### EXERCISE
Go through the records underneath and write each one out again exactly.

Items from a dataset
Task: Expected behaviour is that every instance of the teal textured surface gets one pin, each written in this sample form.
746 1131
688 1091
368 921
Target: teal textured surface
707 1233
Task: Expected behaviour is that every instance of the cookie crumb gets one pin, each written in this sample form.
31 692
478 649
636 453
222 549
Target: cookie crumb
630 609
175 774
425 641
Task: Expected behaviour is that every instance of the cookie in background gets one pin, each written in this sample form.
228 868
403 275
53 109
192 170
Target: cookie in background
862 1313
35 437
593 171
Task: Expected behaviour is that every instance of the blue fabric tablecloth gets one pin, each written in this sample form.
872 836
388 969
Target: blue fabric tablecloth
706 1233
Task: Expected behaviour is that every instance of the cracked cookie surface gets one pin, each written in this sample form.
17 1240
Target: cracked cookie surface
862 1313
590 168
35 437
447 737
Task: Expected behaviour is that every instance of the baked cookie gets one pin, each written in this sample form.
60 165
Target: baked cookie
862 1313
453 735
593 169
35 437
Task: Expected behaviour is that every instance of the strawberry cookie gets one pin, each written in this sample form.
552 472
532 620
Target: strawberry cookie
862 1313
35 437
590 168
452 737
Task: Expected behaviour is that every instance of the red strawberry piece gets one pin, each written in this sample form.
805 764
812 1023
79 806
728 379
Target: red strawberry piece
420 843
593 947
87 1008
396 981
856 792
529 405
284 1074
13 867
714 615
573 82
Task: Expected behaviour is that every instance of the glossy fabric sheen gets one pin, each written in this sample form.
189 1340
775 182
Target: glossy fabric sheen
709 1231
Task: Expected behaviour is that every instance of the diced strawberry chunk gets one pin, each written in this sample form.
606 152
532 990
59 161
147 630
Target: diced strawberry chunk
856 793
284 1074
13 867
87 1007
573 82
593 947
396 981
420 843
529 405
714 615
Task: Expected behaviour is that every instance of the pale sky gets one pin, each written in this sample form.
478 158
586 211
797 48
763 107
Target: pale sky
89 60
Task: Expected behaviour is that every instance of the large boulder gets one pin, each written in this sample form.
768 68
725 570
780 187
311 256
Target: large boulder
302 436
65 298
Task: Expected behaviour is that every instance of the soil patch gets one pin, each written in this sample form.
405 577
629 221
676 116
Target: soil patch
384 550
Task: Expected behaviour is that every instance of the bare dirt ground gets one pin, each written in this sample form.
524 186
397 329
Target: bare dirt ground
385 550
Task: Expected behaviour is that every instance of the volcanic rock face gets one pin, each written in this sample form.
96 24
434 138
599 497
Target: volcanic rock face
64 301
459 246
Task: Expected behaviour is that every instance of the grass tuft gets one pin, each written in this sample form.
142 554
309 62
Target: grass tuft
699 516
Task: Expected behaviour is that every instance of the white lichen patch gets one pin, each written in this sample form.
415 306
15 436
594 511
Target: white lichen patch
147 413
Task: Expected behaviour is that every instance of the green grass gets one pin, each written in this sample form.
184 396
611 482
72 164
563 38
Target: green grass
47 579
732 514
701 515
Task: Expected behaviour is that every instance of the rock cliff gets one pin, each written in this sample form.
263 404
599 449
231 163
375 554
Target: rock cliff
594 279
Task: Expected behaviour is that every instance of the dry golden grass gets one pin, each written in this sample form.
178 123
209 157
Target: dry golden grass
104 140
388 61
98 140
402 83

### TASK OUTPUT
Task: Expected behaviour is that every instance of the teal textured surface gets one pin, each written in this sample form.
746 1131
688 1091
368 921
Target: teal textured surface
707 1233
Task: Expected behaviour is that every instance of the cookie crumb gets one pin, each written in this sample form.
31 692
478 649
636 453
222 549
Target: cookie crumb
630 609
175 774
425 641
Task: Expected behaviour is that every instance of the cookie in background gets one pin, each written in this sample form.
228 868
403 275
53 109
192 170
Target: cookie in background
862 1313
35 437
593 171
Task: Expected behaviour is that every instance of the blue fabric tablecloth gets one pin, each written in this sample form.
872 836
388 969
Target: blue fabric tablecloth
706 1233
Task: Expected behaviour is that every instance of the cracked cookie surface gets one pin, each written in this sample form.
17 1240
Target: cracked cookie surface
862 1313
590 168
35 437
447 737
Task: Expected behaviour is that every instance of the baked cookie gets one pin, each written in this sample form.
60 165
Target: baked cookie
862 1313
453 735
593 169
35 437
Task: Expected behaviour is that every instance of the strawberry cookie gets one pin, each written in this sample form.
552 472
532 620
Target: strawberry cookie
862 1313
35 437
590 168
452 737
Task: Expected behaviour is that every instance of the red strawberry piece gets one pin, each written in this sample form.
805 764
812 1023
79 806
728 379
Target: red strawberry piece
420 843
593 947
87 1008
396 981
856 792
529 405
284 1074
13 867
714 615
573 82
Task: Expected behaviour is that every instance of the glossy fabric sheen gets one pin, each written in this sample form.
189 1340
775 182
Target: glossy fabric sheen
709 1231
Task: Expected behaviour is that every instance of the diced strawberry chunk gets one pin, each written in this sample form.
606 152
532 990
59 161
147 630
Target: diced strawberry chunk
856 793
284 1074
13 867
87 1007
573 82
593 947
396 981
420 843
529 405
714 615
Task: Expected behaviour is that every instance of the pale sky gets one pin, each written in this sample form.
478 158
586 211
797 48
763 107
Target: pale sky
89 60
Task: Expected behaviour is that every instance of the large boulder gets one pin, each written in this sample form.
768 68
725 570
780 187
311 256
Target: large boulder
302 436
65 298
Task: Expected behaviour is that every instance of the soil patch gets one pin, each written in this sample form.
405 577
629 221
676 116
Target: soil patch
384 550
Task: Expected behaviour is that every instance of the bare dirt ground gets one pin, each written in this sample form.
524 186
397 329
Target: bare dirt ground
385 550
Task: Expected behaviour is that every instance of the volcanic rock face gets one pin, each written in this sample form.
96 24
434 138
599 497
Target: volcanic rock face
64 301
459 246
Task: Expected behaviour is that every instance of the grass tuft gets one pin, each written in this sample form.
142 554
309 62
Target: grass tuft
699 516
Task: Expected behaviour is that every instance of the white lichen patch gets one pin, each written in this sample form.
415 306
15 436
594 511
Target: white lichen patch
147 413
Task: Expected behaviour is that every instance of the green grass gets one pin, each written in this sample form.
184 396
611 482
72 164
563 38
Target: green grass
47 579
732 514
701 515
Task: Expected behaviour is that every instance of the rock cliff gets one pin, each written in this sample form.
263 404
599 449
231 163
375 554
Target: rock cliff
594 279
Task: Expected behaviour is that every instance of the dry golden grass gets one pin, each written in this sample form.
178 123
209 157
Target: dry golden grass
104 140
388 61
98 140
402 83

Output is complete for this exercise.